> **Problem requirements**
Locate the line with "of the menu" in the material. Copy that line and each one after it, through the last, exactly and with nothing else.

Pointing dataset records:
┄┄┄┄┄┄┄┄┄┄

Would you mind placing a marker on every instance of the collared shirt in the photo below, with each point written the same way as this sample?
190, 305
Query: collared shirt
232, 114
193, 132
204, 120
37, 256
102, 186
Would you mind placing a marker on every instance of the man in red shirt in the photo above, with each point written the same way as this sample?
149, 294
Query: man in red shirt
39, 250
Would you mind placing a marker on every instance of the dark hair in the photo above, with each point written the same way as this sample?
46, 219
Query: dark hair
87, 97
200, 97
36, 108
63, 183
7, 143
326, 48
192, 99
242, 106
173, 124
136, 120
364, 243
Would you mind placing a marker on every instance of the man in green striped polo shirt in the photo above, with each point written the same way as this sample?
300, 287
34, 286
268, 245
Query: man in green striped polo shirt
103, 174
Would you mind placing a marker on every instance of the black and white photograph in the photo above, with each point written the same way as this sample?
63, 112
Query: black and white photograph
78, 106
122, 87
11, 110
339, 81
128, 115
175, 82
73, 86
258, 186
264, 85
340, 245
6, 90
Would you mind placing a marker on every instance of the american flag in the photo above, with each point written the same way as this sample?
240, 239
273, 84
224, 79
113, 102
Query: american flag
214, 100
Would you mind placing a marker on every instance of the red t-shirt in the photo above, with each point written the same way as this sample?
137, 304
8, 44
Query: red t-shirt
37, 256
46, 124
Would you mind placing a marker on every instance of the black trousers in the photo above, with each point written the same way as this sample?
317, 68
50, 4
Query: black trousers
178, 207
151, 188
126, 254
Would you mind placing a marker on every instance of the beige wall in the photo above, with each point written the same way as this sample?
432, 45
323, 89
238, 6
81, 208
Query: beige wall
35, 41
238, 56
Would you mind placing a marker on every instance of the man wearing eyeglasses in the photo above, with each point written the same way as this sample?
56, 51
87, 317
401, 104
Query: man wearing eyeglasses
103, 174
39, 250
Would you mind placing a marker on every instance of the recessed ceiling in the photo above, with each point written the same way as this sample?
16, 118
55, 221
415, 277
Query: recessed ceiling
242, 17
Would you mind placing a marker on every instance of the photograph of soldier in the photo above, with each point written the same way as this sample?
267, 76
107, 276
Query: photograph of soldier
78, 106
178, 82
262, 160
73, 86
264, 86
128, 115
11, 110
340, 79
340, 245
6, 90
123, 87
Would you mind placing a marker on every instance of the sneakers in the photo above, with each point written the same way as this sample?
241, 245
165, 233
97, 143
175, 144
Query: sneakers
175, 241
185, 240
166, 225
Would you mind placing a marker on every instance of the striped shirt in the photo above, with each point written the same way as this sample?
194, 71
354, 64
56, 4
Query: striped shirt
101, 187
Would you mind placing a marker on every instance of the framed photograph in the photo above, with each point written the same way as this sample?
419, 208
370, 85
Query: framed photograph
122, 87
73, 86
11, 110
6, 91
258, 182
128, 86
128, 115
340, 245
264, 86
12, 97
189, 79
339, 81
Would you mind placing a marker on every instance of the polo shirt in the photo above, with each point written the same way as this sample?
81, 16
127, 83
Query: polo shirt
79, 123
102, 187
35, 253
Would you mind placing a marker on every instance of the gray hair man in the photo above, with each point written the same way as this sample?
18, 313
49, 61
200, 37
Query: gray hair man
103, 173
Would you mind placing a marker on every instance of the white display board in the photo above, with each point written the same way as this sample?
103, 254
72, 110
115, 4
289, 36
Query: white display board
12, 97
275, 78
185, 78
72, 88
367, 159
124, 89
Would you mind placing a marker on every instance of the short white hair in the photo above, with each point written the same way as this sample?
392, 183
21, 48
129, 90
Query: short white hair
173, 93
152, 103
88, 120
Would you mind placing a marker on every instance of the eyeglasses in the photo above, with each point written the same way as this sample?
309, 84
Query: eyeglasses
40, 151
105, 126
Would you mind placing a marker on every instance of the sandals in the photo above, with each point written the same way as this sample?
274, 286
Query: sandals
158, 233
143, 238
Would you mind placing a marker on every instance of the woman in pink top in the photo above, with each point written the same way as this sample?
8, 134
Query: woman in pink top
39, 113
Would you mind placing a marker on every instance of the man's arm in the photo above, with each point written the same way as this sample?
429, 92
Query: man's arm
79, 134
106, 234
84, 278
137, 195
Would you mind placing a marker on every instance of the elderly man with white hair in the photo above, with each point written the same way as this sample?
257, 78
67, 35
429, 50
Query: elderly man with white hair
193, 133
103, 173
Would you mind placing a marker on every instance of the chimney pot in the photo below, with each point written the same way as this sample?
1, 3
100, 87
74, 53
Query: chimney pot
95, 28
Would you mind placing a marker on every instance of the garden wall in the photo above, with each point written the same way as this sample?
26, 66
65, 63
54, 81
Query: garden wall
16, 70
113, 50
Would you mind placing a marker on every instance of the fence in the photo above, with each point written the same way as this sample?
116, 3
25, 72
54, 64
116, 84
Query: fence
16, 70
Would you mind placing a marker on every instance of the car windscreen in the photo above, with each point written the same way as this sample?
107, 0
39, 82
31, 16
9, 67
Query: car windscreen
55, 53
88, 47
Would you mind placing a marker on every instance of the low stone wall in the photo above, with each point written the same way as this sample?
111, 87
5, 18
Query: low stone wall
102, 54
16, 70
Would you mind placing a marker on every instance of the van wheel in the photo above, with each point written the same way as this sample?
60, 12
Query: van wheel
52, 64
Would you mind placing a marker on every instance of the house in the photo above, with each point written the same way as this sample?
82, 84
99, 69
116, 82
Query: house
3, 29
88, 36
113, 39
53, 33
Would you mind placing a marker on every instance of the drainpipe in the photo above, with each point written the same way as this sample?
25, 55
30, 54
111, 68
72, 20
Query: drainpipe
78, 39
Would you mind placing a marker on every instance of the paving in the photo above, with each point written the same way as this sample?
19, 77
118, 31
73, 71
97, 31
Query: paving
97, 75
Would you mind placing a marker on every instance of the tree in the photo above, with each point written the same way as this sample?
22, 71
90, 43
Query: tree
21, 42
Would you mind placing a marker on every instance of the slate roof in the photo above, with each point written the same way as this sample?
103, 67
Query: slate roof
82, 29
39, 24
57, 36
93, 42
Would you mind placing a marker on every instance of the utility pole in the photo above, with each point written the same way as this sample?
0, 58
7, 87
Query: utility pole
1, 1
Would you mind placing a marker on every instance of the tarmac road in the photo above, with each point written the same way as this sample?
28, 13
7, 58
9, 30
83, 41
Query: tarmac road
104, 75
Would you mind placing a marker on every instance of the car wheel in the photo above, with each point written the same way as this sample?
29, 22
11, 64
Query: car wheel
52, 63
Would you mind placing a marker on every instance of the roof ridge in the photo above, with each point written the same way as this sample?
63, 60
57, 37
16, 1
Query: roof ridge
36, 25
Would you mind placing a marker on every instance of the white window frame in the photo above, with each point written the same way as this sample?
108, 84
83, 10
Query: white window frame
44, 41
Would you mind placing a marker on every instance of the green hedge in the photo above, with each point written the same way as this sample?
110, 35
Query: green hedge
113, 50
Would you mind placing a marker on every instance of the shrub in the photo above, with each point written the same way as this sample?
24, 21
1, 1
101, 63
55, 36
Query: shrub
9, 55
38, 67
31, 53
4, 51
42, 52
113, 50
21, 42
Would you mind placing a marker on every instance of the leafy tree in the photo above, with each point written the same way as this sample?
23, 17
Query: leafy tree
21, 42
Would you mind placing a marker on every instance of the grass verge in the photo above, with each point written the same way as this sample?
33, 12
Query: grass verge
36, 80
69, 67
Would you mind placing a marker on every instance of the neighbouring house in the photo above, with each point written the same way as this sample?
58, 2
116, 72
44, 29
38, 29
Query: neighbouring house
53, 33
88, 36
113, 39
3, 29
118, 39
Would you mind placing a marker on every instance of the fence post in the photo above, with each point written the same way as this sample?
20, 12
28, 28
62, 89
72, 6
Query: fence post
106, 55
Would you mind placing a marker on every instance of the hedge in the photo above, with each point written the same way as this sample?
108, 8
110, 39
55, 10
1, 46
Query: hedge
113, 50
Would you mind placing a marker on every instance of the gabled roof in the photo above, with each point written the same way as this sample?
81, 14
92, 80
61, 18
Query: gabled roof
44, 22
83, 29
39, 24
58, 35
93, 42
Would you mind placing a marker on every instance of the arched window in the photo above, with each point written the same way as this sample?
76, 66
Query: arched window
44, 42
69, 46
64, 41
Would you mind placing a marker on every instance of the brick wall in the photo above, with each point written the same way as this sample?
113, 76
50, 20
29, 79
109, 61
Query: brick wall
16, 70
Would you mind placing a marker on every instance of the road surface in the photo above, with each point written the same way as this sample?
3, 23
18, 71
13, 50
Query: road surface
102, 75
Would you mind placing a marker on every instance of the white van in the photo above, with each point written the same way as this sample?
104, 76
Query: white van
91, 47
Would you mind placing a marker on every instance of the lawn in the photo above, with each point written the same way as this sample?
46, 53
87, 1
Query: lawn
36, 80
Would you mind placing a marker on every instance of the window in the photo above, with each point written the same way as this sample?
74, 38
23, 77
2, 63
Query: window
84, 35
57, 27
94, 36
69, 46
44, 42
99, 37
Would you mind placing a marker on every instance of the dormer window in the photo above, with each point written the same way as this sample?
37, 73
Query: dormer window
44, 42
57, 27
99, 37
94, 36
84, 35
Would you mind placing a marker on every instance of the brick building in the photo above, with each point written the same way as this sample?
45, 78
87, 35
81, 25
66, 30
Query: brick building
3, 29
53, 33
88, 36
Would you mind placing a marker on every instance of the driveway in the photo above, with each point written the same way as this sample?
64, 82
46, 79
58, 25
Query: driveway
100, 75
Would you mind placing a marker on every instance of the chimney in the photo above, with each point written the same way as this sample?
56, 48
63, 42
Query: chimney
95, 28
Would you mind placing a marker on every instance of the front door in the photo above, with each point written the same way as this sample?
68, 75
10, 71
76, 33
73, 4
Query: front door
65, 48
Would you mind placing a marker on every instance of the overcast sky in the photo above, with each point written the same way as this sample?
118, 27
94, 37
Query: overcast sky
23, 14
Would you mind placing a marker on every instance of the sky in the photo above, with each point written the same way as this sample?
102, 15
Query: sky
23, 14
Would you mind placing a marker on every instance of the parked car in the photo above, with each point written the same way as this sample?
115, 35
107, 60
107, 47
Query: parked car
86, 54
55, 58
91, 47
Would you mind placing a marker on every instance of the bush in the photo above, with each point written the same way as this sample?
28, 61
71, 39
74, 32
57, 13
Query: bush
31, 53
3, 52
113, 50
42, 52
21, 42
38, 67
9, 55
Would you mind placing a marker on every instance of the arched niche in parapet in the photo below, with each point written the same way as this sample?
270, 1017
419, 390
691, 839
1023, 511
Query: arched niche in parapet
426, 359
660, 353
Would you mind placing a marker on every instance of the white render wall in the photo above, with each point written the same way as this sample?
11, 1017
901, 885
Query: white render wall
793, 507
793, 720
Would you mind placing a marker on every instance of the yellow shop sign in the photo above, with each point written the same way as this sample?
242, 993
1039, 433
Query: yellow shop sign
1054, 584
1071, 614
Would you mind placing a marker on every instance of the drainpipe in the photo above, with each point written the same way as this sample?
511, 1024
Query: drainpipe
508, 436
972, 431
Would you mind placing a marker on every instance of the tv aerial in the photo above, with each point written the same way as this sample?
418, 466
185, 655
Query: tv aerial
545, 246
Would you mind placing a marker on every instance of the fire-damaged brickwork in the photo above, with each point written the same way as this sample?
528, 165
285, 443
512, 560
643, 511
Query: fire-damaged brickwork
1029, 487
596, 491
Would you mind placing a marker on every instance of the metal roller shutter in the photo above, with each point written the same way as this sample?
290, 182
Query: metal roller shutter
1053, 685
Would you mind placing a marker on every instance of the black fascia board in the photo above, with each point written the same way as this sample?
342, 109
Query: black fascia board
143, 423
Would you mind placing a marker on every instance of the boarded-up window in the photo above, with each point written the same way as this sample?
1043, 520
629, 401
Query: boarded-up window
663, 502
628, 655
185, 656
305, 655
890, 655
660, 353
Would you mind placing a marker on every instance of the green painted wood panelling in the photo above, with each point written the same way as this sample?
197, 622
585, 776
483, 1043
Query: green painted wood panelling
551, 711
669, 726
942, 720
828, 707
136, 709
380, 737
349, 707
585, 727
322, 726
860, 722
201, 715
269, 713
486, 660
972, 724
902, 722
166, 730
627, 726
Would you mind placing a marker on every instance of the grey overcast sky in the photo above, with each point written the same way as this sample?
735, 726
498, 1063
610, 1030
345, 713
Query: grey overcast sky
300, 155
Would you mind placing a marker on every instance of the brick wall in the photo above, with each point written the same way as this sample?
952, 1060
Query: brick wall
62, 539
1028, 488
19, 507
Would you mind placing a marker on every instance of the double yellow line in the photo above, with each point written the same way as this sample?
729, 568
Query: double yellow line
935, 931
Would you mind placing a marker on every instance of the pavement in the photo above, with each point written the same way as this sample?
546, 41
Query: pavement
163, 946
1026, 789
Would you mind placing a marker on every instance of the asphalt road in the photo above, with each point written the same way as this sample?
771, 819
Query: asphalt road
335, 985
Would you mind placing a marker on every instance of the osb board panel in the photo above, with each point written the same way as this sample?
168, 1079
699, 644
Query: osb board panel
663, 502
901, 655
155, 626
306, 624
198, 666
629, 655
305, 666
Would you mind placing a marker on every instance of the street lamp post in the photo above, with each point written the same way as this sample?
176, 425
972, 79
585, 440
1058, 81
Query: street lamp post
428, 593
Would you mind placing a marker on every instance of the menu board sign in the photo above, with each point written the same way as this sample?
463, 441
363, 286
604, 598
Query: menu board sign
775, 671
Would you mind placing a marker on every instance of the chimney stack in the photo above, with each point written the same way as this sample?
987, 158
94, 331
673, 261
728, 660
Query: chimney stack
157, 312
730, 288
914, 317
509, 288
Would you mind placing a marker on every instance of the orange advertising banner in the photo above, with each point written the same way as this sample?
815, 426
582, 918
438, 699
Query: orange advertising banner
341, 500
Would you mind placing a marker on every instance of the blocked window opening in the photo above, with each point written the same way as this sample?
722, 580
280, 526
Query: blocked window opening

┄┄┄┄┄┄┄┄┄┄

> **Expected answer**
Would you mind placing a marker on every instance of the menu board sign in the photo above, with each point written the same way as this sample?
463, 441
363, 286
604, 598
Query: menu board sign
775, 671
Would you mind placing a marker on every instance of the chimney stack in the photo above, with each point written the same way as this sample?
987, 158
94, 331
673, 261
728, 660
Query: chimney stack
157, 312
730, 288
914, 317
509, 288
Would you mind placing a marker on every instance of the orange advertising banner in the photo above, with each point written the same way as this sample?
815, 426
582, 918
438, 699
Query: orange advertising banner
341, 500
Would you mind placing a marker on every instance of the blocked window opening in the photo above, with each point written the same way as this sample?
722, 580
280, 526
Query: blocked window opening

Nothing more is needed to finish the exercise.